How many lines in the rows below contain the string "blue", matching case exactly? Reply with the number only.

++++++

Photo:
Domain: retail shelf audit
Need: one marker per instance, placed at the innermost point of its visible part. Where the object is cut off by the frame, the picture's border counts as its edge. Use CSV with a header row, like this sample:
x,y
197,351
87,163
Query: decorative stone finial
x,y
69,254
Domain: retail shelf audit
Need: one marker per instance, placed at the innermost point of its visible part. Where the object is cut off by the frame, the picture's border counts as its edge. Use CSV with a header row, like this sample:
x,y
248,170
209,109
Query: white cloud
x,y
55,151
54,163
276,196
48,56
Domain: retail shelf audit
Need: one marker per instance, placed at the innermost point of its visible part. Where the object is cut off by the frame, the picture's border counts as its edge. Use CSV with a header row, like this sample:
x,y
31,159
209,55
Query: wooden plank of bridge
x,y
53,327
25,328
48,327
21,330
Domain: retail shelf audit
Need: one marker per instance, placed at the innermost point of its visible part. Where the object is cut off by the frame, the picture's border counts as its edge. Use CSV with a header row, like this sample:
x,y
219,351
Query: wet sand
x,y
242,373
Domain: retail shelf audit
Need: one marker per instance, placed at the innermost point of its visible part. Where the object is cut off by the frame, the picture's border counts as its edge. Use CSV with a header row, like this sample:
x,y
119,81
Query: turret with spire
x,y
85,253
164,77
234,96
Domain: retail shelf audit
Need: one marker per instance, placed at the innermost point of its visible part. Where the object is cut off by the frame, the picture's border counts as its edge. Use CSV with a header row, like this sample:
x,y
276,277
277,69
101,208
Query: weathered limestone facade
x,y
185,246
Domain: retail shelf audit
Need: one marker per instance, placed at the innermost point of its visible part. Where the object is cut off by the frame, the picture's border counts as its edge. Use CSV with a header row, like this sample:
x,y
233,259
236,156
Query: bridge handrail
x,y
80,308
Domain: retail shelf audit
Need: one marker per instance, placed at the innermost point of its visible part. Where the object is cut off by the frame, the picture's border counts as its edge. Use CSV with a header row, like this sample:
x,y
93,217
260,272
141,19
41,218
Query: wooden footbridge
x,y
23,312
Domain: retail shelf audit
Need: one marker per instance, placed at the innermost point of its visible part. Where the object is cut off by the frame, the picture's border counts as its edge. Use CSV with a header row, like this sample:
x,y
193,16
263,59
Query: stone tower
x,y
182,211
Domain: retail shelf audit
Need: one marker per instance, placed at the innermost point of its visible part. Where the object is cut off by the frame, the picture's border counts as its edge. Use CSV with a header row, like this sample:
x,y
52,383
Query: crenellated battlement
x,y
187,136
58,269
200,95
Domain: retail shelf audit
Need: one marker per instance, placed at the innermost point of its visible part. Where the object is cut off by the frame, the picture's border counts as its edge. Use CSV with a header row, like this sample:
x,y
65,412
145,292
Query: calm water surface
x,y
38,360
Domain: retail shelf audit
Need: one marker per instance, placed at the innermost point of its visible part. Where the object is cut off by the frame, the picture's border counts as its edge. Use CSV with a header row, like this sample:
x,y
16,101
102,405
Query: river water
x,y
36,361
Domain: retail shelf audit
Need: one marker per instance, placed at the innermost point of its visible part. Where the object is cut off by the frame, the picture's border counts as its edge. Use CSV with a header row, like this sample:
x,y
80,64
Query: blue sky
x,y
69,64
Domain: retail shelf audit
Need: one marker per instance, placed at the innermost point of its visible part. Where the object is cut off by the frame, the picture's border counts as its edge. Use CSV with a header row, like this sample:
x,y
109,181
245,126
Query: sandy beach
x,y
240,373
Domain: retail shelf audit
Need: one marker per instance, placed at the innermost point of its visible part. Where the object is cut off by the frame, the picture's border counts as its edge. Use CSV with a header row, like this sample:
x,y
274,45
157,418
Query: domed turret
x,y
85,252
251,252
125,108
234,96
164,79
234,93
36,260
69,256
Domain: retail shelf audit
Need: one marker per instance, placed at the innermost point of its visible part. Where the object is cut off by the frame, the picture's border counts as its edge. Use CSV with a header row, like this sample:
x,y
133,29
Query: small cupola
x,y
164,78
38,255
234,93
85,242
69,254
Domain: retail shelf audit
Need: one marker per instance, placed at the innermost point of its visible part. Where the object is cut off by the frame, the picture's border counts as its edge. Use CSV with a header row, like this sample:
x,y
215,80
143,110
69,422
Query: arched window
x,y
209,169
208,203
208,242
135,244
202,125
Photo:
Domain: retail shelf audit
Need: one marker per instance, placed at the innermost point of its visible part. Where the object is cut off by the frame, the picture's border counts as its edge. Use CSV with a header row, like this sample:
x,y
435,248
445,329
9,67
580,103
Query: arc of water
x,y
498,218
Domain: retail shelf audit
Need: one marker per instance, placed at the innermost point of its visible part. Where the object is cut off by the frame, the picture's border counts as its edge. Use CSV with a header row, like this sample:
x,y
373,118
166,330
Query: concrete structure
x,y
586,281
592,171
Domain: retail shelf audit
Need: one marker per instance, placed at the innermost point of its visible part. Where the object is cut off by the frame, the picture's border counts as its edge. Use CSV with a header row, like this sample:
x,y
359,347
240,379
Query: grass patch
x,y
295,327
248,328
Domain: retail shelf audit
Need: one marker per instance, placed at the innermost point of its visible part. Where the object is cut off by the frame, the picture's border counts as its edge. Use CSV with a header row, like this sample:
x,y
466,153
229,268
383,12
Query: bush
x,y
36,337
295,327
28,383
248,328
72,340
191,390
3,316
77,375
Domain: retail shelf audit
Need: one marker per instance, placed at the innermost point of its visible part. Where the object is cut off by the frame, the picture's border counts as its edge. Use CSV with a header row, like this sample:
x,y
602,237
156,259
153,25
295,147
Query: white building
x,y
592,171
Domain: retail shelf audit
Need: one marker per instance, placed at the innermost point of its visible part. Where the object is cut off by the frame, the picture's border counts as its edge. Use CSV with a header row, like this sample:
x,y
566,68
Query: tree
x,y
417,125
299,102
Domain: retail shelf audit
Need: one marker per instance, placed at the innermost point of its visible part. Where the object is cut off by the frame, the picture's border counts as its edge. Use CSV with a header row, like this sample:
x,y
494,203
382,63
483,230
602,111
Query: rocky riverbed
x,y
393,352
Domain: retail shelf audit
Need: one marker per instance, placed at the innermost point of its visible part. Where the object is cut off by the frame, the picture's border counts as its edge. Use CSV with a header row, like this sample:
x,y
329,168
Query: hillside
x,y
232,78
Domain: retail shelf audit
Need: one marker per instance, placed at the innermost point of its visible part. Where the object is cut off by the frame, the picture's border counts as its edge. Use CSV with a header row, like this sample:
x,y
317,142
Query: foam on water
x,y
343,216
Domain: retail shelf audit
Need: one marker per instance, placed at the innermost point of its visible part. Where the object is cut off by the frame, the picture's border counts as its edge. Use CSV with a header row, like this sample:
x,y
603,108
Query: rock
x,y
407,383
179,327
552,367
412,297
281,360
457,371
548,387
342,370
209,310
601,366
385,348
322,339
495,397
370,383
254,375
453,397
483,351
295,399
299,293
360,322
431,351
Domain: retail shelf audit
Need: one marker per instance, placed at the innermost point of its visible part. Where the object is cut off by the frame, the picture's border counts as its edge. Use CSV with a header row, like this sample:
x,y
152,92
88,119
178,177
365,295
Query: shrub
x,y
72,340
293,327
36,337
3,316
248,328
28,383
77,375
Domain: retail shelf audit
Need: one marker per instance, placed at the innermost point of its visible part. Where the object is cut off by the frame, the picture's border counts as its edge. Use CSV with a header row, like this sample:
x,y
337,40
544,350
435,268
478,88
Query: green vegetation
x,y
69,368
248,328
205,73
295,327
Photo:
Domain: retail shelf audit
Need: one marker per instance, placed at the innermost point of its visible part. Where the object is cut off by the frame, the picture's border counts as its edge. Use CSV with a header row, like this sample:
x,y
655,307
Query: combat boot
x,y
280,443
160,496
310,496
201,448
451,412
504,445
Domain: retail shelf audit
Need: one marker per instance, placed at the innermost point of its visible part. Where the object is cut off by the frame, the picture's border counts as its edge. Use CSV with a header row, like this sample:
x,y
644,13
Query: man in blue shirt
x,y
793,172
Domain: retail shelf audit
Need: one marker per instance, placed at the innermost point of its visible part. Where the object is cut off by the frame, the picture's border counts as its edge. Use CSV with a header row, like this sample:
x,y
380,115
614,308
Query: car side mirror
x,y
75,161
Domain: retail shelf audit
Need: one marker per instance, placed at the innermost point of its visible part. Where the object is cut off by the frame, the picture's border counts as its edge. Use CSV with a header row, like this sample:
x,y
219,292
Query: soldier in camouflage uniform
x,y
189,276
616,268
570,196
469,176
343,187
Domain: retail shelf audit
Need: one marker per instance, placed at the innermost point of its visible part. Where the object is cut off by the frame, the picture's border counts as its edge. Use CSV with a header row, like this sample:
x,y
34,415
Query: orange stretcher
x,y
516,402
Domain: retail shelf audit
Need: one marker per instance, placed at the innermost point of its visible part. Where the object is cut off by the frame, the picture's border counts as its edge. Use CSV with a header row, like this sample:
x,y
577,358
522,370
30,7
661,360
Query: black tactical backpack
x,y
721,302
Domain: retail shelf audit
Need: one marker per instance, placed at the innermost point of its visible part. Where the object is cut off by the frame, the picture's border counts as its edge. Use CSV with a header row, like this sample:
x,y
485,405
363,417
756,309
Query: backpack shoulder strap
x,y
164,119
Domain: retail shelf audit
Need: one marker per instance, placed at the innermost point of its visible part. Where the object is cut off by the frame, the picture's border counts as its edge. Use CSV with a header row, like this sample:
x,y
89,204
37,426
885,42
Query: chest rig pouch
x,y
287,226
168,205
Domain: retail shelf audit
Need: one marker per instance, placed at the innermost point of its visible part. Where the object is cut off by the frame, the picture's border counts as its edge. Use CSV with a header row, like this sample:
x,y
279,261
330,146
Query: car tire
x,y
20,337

++++++

▶ Written solution:
2